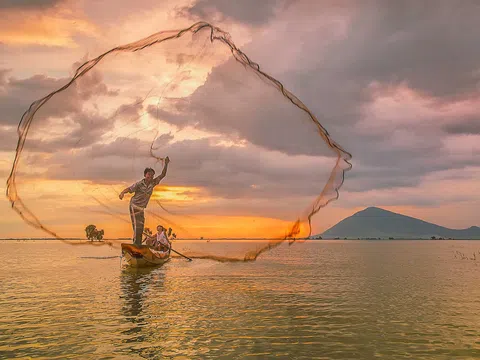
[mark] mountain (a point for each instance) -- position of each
(374, 222)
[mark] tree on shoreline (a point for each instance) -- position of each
(94, 234)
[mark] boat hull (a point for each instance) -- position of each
(143, 256)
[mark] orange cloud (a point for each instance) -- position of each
(53, 27)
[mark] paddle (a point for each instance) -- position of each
(175, 251)
(181, 254)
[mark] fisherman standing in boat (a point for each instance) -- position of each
(143, 191)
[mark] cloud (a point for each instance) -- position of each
(223, 171)
(249, 12)
(28, 4)
(47, 23)
(464, 126)
(63, 122)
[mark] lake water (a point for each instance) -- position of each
(317, 300)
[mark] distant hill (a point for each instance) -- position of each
(374, 222)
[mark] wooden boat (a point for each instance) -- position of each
(143, 256)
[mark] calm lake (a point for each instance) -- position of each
(317, 300)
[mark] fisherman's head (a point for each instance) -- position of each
(149, 173)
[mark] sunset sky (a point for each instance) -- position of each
(396, 84)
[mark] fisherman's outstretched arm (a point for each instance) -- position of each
(124, 191)
(164, 171)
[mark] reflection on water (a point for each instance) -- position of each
(328, 300)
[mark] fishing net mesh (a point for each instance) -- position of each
(248, 159)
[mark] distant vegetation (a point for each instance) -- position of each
(93, 233)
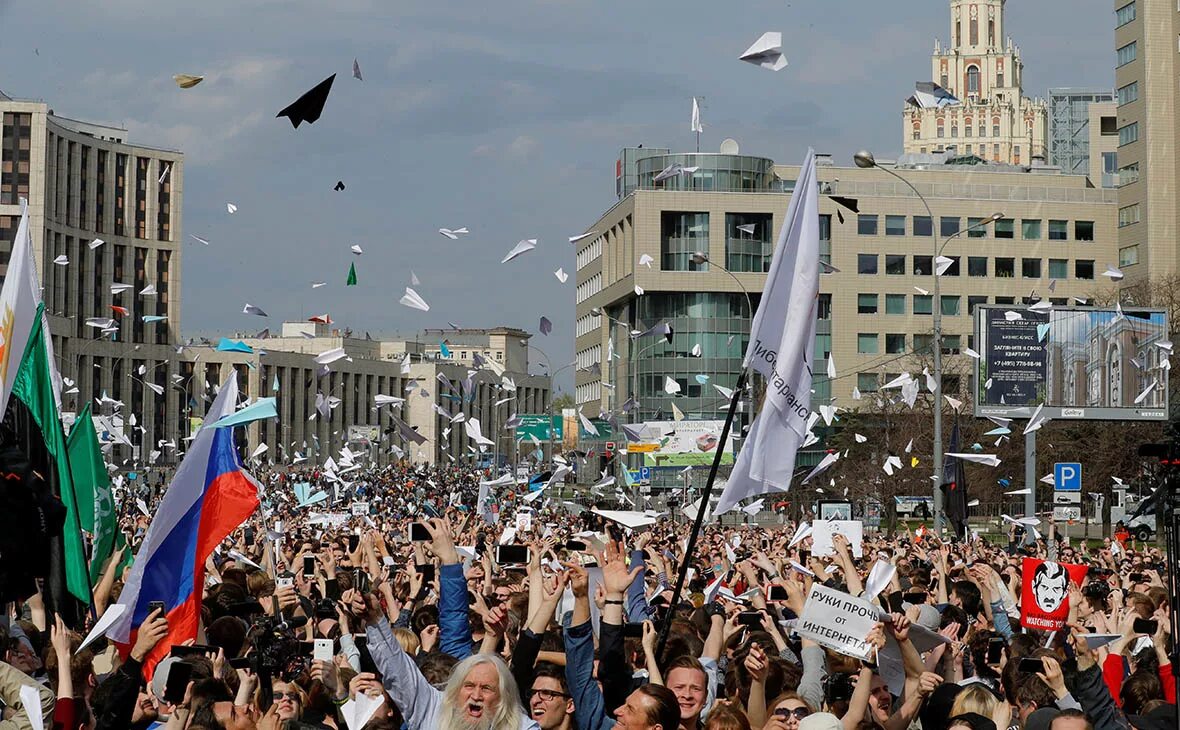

## Exercise prompt
Write out the listing above again, putting "angler" wherever "fisherman" appears and keeping everything else the same. Leave the pictures out.

## Output for this exercise
[mark] mountain (a point for each instance) -- position of each
(374, 222)
[mark] tree on shoreline (a point for each instance) -- position of each
(94, 234)
[mark] boat hull (a point for each instance) -- position of each
(143, 256)
[mark] orange cloud (a point for each instance) -- position of each
(53, 27)
[mark] paddle (a point for each instance) -- position of each
(175, 251)
(181, 254)
[mark] angler standing in boat (a point for each instance) -- position of each
(143, 191)
[mark] cloud (a point for each instance) -- position of each
(223, 171)
(249, 12)
(28, 4)
(47, 23)
(464, 126)
(63, 122)
[mark] lake water (a point for each instance) -- position of each
(317, 300)
[mark] distant hill (a point for each instance) -- position of each
(374, 222)
[mark] wooden boat (a point for each instance) -- position of each
(143, 256)
[mark] calm lake (a point for each instance) -- position of each
(317, 300)
[mark] angler's head (a point for each instance) -- position of each
(149, 173)
[mark] sunset sky (a point for each instance) -- position of each
(396, 84)
[mark] angler's outstretched arm (a point for each instance) -- position of each
(124, 191)
(164, 171)
[mark] reflection on water (a point for each instance) -- position of each
(328, 300)
[mark] fishing net mesh (a point for each instance) -- position of each
(248, 159)
[mark] distant vegetation (a point for each instance) -- position of each
(93, 233)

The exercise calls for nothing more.